Directions —
Leave out the images and output the records word for word.

Records contained in a dataset:
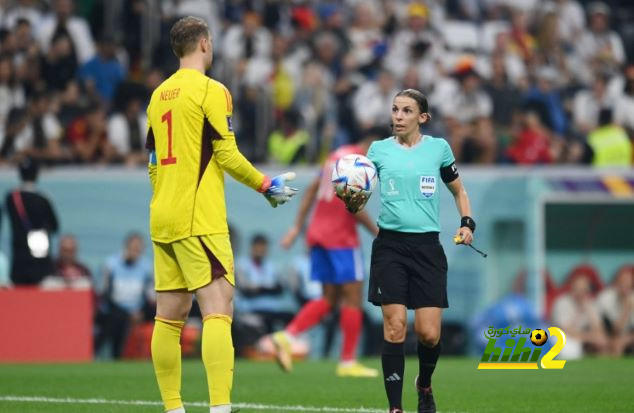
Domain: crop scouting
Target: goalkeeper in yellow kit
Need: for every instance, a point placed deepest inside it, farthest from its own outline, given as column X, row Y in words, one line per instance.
column 191, row 143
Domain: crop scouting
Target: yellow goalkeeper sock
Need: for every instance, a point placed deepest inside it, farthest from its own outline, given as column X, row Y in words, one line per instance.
column 217, row 349
column 166, row 358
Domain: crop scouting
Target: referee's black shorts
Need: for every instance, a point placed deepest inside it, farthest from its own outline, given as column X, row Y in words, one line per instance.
column 409, row 269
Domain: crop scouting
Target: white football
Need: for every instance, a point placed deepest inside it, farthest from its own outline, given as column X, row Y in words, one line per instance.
column 354, row 173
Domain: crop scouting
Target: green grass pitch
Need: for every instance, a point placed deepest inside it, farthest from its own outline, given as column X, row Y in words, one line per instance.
column 592, row 385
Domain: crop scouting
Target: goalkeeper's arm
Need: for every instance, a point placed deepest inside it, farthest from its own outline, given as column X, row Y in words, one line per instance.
column 152, row 169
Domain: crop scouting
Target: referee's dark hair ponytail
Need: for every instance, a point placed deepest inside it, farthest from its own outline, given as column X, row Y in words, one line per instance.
column 419, row 97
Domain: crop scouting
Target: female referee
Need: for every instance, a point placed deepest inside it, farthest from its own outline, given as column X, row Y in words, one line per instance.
column 408, row 267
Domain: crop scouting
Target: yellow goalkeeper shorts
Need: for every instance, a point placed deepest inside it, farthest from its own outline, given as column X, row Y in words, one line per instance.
column 193, row 262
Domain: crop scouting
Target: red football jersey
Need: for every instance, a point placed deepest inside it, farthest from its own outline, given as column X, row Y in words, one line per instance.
column 331, row 225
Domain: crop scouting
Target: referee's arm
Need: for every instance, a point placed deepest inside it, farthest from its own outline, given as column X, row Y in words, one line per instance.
column 464, row 208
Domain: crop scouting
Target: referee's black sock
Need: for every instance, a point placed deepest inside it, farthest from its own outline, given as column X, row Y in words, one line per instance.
column 427, row 358
column 393, row 362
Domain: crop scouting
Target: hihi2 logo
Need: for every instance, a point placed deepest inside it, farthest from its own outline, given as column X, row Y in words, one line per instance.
column 518, row 355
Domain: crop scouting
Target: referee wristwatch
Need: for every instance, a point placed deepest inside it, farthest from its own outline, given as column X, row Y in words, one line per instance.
column 468, row 222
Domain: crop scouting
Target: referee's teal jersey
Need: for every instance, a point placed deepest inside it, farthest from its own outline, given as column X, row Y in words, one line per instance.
column 410, row 182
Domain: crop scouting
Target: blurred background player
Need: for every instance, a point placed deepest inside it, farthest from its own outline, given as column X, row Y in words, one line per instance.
column 335, row 261
column 191, row 143
column 33, row 222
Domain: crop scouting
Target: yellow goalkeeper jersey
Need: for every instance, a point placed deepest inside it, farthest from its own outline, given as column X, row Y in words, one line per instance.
column 189, row 128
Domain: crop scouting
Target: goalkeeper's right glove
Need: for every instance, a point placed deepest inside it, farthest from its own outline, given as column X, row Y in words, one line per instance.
column 278, row 192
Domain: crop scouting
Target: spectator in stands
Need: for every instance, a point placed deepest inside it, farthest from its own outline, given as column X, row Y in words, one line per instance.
column 17, row 122
column 576, row 314
column 571, row 20
column 616, row 307
column 531, row 145
column 624, row 105
column 23, row 9
column 522, row 41
column 5, row 282
column 102, row 74
column 62, row 22
column 467, row 114
column 609, row 143
column 127, row 130
column 259, row 288
column 287, row 145
column 68, row 269
column 366, row 40
column 505, row 96
column 588, row 103
column 514, row 66
column 11, row 91
column 69, row 104
column 373, row 101
column 128, row 284
column 58, row 64
column 315, row 100
column 42, row 138
column 414, row 40
column 88, row 136
column 544, row 97
column 600, row 48
column 33, row 222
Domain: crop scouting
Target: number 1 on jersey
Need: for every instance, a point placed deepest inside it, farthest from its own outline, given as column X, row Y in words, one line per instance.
column 167, row 117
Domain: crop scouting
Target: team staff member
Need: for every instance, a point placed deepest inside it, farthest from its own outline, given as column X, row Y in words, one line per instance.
column 408, row 267
column 192, row 142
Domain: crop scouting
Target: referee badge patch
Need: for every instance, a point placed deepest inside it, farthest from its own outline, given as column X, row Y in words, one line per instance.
column 427, row 185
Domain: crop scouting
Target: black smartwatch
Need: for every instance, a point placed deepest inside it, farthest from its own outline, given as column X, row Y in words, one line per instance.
column 468, row 222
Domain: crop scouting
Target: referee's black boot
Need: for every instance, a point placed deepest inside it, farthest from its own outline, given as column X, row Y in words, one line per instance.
column 426, row 402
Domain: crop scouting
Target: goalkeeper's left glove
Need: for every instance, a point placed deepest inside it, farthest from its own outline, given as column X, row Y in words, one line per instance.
column 278, row 192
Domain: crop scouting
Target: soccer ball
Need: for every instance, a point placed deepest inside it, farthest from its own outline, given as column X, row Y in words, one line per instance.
column 354, row 173
column 539, row 337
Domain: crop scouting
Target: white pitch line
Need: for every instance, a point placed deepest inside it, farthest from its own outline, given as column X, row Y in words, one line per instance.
column 256, row 406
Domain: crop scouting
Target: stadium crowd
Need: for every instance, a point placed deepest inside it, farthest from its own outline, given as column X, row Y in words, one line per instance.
column 512, row 81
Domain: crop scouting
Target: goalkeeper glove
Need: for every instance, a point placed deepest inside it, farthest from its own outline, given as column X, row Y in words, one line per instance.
column 278, row 192
column 354, row 201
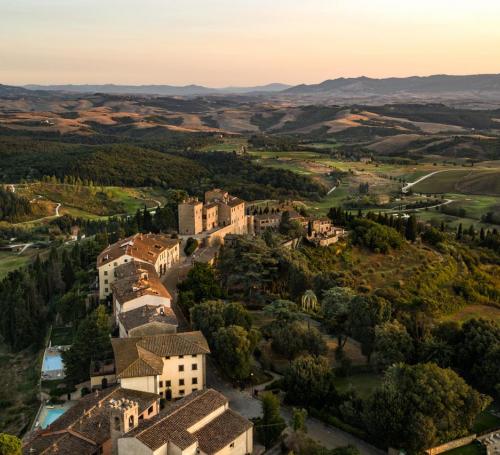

Result below —
Domain: crop scouting
Target: goalkeeper in yellow kit
Need: for every instance, a point placed deepest inside it, farthest from its own outline, given as column X, row Y in words, one line per instance.
column 191, row 143
Domain: crop scouting
Target: yellow goalkeeper sock
Need: for every instance, a point placed deepest inside it, farthest from its own outline, given as column X, row Y in words, one line per instance.
column 217, row 349
column 166, row 358
Domain: crop scouting
Target: referee's black shorts
Need: for every instance, a point placed deepest inside it, farthest from its own outline, given as column X, row Y in words, one line per instance.
column 409, row 269
Domain: crop scouting
Target: white football
Need: for every instance, a point placed deepest inside it, farthest from its own outline, given as column X, row Y in words, one line per instance.
column 354, row 173
Domain: crop scouting
Target: green grass pitch
Need: for every instance, a point placed deepest inside it, farthest from its own outline, given as column X, row Y in words, one line per instance.
column 592, row 385
Domain: crop scouting
Target: goalkeeper's arm
Need: for every instance, a point placed deepest inside it, farthest from its own outline, given as column X, row Y in words, one line per instance.
column 152, row 169
Domain: crop scouting
Target: referee's dark hair ponytail
Need: for every instance, a point placed deepest inside it, farthest from its own outline, given as column X, row Y in words, one line per instance.
column 419, row 97
Domain: crop scouting
Target: female referee
Need: for every instance, a point placed deepest inside it, farthest from its own outline, given as column X, row Y in words, one line per instance.
column 408, row 267
Domain: crop scouting
Target: yellow goalkeeper shorts
Need: for every instance, a point placed deepest inside it, farthest from its own outline, given as column X, row Y in words, one line per instance.
column 193, row 262
Domain: crop scouting
Target: red football jersey
Need: for every instance, a point placed deepest inside it, farthest from its own outline, given as column X, row Y in words, one line per instance.
column 331, row 225
Domain: crop scouting
Target: referee's arm
Need: for every instance, a point placed deepest inside it, farthest from its own outline, given as column X, row Y in words, one line per instance.
column 464, row 208
Domain: crop scouting
Target: referee's black sock
Need: for every instance, a point placed deepest inside it, farthest from its own outline, given as column X, row Y in words, one line per instance.
column 427, row 358
column 393, row 362
Domain: crop scouting
Target: hihi2 logo
Need: for every instance, a point placed deepest inside it, farthest from its own outline, given as column X, row Y in words, one line per instance.
column 518, row 355
Domain: crop scouting
Target: referee wristwatch
Need: for every instance, a point placed deepest inside it, farthest from its own outline, given as column X, row Y in words, one line per instance.
column 468, row 222
Domain: crop scouting
Target: referee's teal jersey
Need: for every instance, a point placed deepest inside it, farthest from its own outline, given as column X, row Y in words, one line per instance.
column 410, row 182
Domain: crop scouting
Target: blurred background player
Need: for every instance, a point placed deepest inside it, farthest from its own outline, given as column X, row Y in words, one line per instance.
column 335, row 261
column 191, row 143
column 33, row 222
Domain: crop scouting
Target: yellow goalkeeper jersey
Need: for every instance, a point placed deepest inside it, farthest from its own outline, given as column X, row Y in words, one line per instance.
column 189, row 128
Domain: crop scouting
Target: goalkeeper's right glove
Need: for every instance, a point placed deepest inside it, farthest from its own outline, given as column X, row Y in words, one line per instance.
column 278, row 192
Domain: crop scouting
Target: spectator in stands
Need: for every instance, a point placed deepest inside it, farthest from its own outline, given as column X, row Y in words, one line per instance.
column 17, row 122
column 576, row 314
column 571, row 20
column 616, row 307
column 531, row 145
column 624, row 105
column 23, row 9
column 522, row 41
column 5, row 282
column 102, row 74
column 62, row 22
column 467, row 114
column 609, row 143
column 127, row 130
column 259, row 288
column 287, row 145
column 68, row 269
column 366, row 40
column 505, row 96
column 588, row 103
column 514, row 66
column 11, row 91
column 69, row 104
column 373, row 101
column 128, row 284
column 58, row 64
column 315, row 100
column 42, row 138
column 414, row 40
column 88, row 136
column 544, row 97
column 600, row 48
column 33, row 222
Domain: crop scouting
Target: number 1 on jersey
Need: for every instance, a point placed deepest inside it, farthest from its own outline, given as column X, row Y in words, one line per instance.
column 167, row 117
Domain: crop scouting
Target: team staff member
Need: for every instance, a point placed deepest inside it, farthest from its own outline, given as column X, row Y in words, one line per instance.
column 408, row 267
column 192, row 142
Domain: crop scouting
Target: referee badge patch
Need: for every instance, a point placed deepest inside it, farthest from its own outline, given as column X, row Y in words, one line per instance.
column 427, row 185
Domain: crop scouting
Target: black smartwatch
Need: for every instance, a point placed deepest inside it, farthest from its own outline, given as column X, row Y in words, one line per instance.
column 468, row 222
Domain: crop scouting
Target: referee's black boot
Need: for every instance, a point placed deepest inside it, farthest from its own outline, given as column X, row Y in words, one line per instance.
column 426, row 402
Domain: crop scouting
Target: goalkeeper's left glove
Need: for every instance, a point placed deepest inside it, farthest from its own outline, given as column X, row Y in words, one line per instance.
column 278, row 192
Domain: crop scouting
Target: soccer ball
Need: for every instance, a point placed deepest inside it, farthest from its own outline, given as column X, row Y in words, one line per instance.
column 354, row 173
column 539, row 337
Domain: crop scouting
Target: white pitch line
Need: for every instance, a point placed deepest inside it, farthest from its own outline, given as column X, row Y in words, one line per instance.
column 256, row 406
Domain: crop scouting
Target: stadium crowd
Need: for every instance, a point placed deepest inside it, farthest from its own outline, given as column X, row Y in words, one line per instance.
column 512, row 81
Domain: crop scouting
Target: goalkeeper glove
Need: for every instance, a point placed deepest inside it, farthest from its own outline, given as column X, row Y in words, one line per instance.
column 278, row 192
column 354, row 201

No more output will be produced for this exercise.